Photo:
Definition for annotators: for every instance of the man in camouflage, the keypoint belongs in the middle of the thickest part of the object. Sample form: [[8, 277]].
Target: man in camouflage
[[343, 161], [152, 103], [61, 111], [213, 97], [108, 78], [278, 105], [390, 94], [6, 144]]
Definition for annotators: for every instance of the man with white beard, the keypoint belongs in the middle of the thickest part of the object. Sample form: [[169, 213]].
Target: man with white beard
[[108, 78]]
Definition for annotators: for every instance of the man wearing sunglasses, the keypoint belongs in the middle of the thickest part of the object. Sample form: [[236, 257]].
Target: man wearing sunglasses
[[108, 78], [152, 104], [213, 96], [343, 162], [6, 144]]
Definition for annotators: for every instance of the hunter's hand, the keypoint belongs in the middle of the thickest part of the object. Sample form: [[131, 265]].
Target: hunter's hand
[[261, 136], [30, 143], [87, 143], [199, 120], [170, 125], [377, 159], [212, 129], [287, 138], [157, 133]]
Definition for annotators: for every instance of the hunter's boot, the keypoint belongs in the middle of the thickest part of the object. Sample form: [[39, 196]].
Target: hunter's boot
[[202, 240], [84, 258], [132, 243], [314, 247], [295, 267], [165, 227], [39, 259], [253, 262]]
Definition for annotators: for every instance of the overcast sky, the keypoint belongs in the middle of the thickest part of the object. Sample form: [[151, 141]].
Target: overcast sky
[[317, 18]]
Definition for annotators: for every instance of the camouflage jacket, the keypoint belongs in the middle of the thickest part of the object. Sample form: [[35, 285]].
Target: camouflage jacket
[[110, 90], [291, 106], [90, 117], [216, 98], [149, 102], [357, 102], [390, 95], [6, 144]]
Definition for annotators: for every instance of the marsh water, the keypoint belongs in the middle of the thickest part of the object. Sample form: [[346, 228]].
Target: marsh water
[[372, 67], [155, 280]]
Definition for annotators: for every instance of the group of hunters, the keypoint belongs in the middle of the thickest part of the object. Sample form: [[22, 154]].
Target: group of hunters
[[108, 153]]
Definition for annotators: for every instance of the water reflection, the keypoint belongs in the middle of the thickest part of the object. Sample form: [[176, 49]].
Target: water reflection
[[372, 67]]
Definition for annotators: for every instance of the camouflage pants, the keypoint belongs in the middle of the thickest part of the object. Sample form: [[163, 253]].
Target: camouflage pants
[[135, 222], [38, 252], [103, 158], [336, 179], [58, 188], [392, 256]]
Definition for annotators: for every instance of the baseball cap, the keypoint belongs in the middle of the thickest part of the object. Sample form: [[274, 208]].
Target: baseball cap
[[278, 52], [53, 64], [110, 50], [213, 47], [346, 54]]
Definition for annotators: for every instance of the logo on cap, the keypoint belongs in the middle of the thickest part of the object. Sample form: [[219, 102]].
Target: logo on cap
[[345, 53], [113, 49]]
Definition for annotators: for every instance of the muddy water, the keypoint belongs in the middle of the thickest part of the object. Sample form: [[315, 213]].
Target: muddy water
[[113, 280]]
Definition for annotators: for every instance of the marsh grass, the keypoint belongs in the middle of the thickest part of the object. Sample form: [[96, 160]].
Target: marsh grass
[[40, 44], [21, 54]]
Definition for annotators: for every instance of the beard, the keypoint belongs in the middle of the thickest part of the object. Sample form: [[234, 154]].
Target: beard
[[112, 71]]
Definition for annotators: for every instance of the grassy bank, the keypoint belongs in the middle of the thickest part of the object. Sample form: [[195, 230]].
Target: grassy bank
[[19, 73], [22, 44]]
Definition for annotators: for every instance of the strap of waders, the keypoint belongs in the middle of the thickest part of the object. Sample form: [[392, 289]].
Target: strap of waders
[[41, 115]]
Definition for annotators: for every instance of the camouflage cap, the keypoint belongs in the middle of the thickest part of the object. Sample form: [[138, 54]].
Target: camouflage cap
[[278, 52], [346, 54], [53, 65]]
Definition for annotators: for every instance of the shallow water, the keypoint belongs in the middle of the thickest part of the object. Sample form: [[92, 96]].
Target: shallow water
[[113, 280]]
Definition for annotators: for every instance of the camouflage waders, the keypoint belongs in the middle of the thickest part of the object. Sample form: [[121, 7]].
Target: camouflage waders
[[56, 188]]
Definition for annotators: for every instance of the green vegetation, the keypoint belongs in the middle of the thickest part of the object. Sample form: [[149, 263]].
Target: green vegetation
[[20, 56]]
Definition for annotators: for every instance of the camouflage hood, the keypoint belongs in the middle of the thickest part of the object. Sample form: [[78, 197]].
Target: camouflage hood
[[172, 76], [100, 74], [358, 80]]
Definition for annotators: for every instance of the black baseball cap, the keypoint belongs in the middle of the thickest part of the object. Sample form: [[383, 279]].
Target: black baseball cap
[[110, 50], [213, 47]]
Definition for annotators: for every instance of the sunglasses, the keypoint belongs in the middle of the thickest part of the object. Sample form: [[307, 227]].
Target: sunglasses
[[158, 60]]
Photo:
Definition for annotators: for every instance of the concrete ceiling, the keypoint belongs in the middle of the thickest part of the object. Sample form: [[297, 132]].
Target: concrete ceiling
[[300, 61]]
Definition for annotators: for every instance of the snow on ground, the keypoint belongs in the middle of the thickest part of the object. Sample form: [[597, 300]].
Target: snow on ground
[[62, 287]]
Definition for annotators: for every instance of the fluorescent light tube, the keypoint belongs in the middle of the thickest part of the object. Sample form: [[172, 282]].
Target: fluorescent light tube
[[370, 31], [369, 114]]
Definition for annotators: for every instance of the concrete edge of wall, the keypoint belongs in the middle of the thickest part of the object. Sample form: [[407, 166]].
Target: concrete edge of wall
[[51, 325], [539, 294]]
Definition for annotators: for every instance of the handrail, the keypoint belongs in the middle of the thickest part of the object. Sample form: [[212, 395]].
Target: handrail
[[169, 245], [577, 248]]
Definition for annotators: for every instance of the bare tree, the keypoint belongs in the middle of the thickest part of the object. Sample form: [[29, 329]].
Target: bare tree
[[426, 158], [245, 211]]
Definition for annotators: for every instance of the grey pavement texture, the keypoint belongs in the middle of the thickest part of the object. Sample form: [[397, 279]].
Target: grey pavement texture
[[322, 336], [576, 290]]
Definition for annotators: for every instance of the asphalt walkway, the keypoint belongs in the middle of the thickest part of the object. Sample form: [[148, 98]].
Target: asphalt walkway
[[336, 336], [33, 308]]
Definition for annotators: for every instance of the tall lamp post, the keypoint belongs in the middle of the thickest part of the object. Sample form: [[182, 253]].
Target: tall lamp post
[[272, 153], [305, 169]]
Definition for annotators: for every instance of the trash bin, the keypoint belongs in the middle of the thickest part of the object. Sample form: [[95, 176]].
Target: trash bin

═══

Say how many lines in the listing above include "trash". Give nothing but the number.

- WRITTEN SOLUTION
2